**List of tasks**
A – In the text on the Lundbeck Center, swap "statistics" for "bioinformatics" and write out the passage from "Relating findings at" up to and including "microbiology and statistics.".
B – Resume the text on the Lundbeck Center for Translational Science, starting after its last sentence.

---------- Text passage ----------

Lundbeck Center for Translational Science in Clinical Research
The Lundbeck Foundation has donated 3 million EUR to the funding of a COPSAC Center for Translational Science in Clinical Research. The vision is to develop new knowledge on the origins of asthma, allergy and atopic dermatitis in order to provide a basis for the development of preventive measures, novel diagnostic tests and therapeutics for these chronic diseases.
Relating findings at the molecular level to clinical phenotypes is a central problem for medical science. This research program springs from clinical research designed as prospective, longitudinal birth cohort studies on asthma, allergy and atopic dermatitis and transgresses this clinical research program by close collaboration with basic researchers in genetics, microbiology and statistics.
This novel human-based research with its ambitious and well defined scientific and technological objectives will bring Danish medical research to the international forefront of research into the origins of asthma by bridging comprehensive objective longitudinal clinical phenotyping with cutting-edge DNA technologies.

---------- Source information ----------

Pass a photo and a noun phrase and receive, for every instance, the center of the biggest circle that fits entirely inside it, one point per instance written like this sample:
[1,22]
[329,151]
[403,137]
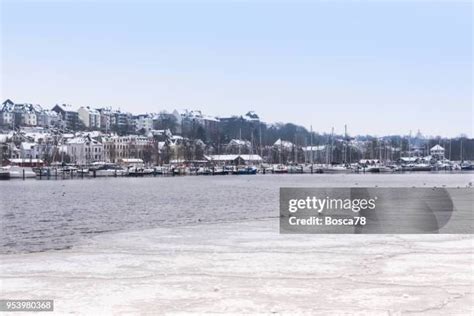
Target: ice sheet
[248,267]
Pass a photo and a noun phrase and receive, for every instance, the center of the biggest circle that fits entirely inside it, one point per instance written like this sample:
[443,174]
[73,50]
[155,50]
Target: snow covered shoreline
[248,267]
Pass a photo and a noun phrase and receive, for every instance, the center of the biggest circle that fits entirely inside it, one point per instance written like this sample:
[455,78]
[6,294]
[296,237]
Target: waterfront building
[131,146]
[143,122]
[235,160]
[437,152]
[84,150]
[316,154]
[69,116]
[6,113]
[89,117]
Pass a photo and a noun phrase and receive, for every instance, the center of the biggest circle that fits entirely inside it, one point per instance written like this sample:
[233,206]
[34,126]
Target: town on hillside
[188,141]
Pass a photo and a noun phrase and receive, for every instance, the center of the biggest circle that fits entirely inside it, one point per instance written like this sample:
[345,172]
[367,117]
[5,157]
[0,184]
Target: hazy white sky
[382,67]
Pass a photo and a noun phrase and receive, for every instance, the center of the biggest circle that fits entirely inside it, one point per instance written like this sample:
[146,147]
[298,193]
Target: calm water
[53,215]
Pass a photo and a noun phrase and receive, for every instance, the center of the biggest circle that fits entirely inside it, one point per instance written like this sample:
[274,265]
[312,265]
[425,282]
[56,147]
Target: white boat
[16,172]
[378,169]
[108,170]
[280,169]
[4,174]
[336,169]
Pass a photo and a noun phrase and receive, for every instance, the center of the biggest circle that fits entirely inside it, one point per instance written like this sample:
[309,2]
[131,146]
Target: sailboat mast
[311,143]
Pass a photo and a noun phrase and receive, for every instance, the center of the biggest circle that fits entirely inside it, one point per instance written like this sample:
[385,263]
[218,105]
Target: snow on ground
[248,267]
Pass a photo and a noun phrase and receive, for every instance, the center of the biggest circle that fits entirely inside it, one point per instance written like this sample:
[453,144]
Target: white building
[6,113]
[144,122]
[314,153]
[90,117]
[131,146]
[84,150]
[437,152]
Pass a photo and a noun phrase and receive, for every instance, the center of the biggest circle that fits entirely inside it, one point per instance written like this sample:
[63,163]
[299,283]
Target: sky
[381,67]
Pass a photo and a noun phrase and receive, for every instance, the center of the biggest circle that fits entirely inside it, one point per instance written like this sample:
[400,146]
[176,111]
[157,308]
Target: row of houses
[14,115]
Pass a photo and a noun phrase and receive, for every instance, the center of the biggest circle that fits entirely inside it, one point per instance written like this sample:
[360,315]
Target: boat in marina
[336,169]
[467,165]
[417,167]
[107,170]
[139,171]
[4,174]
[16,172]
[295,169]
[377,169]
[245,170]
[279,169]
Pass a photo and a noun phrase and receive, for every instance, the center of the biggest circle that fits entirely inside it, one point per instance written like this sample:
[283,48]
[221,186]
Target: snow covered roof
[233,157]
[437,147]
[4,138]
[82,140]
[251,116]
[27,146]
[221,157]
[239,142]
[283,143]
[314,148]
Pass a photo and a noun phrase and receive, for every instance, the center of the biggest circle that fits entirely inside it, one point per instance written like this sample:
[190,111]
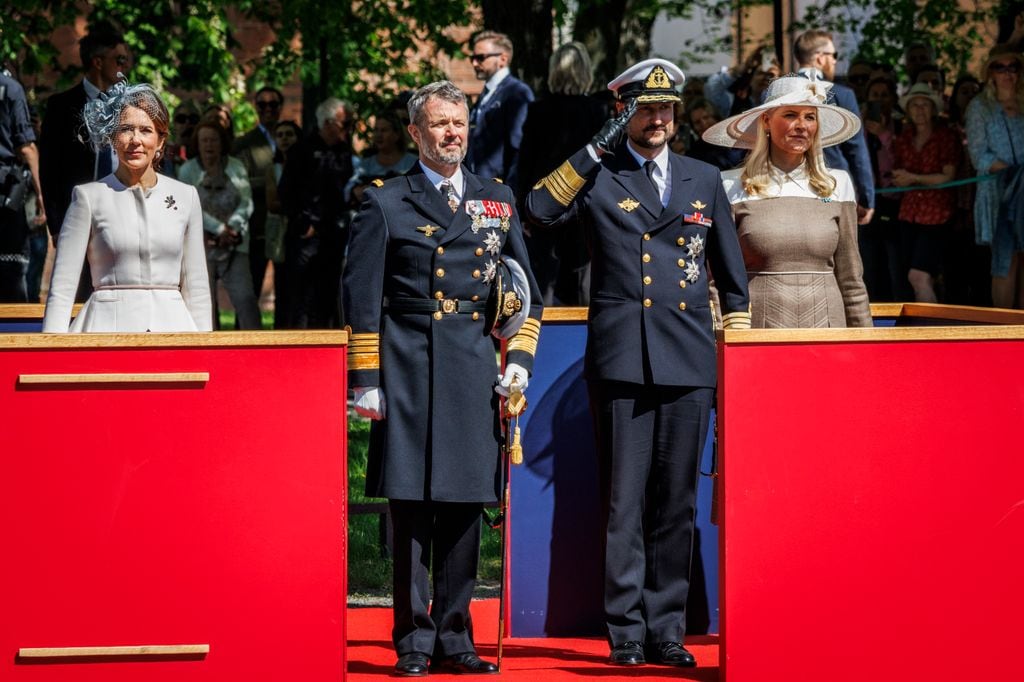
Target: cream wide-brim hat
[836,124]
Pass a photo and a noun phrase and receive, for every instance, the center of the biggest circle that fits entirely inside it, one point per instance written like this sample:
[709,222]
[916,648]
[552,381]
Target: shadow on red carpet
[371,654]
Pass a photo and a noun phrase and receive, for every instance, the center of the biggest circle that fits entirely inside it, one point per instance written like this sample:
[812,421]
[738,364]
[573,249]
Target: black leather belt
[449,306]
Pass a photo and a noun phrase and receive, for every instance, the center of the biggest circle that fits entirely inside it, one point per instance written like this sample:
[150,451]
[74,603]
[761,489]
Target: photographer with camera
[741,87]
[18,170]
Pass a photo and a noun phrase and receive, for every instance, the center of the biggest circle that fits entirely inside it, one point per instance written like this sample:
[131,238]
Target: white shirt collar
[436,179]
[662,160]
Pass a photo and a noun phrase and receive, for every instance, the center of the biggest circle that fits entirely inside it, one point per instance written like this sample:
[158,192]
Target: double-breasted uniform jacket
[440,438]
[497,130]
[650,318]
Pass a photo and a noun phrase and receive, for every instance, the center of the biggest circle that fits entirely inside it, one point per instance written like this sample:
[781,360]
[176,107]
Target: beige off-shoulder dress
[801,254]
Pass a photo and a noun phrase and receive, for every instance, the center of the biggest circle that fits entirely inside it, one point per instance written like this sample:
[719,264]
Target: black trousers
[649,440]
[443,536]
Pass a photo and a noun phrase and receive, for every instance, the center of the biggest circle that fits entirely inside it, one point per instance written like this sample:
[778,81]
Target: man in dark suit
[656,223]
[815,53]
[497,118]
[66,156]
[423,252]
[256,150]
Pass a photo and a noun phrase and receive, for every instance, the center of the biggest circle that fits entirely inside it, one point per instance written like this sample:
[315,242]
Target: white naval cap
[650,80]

----------

**Responses by item number**
A –
Relating findings at the molecular level to clinical phenotypes is a central problem for medical science. This research program springs from clinical research designed as prospective, longitudinal birth cohort studies on asthma, allergy and atopic dermatitis and transgresses this clinical research program by close collaboration with basic researchers in genetics, microbiology and bioinformatics.

B –
- Progress the phenotyping on the birth cohort with the aim to identify novel specific phenotypes within the current syndrome based diagnoses of asthma, allergy and atopic dermatitis;
- Identify and replicate association of novel susceptibility genes involved in the inception and progression of these phenotypes taking into account temporal windows of susceptibility;
- Progress an understanding of gene regulation by environmental interactions;
- Provide a basis for the development of novel diagnostic tests and identification of molecular targets against which novel therapeutics suitable for proof of concept clinical trials can be developed;
- Establish a novel cross-sectional birth cohort for replication of discoveries in the ongoing high-risk cohort; and
- Test the hypothesis that early bacterial colonisation is determinant to disease inception based on the novel discoveries in COPSAC of a close association between neonatal bacterial colonization of the mucosal surfaces of the airways and later development of asthma and allergy. This entails a randomized controlled trial manipulating the micro-flora colonization in neonates aiming to provide evidence for such new preventive treatment.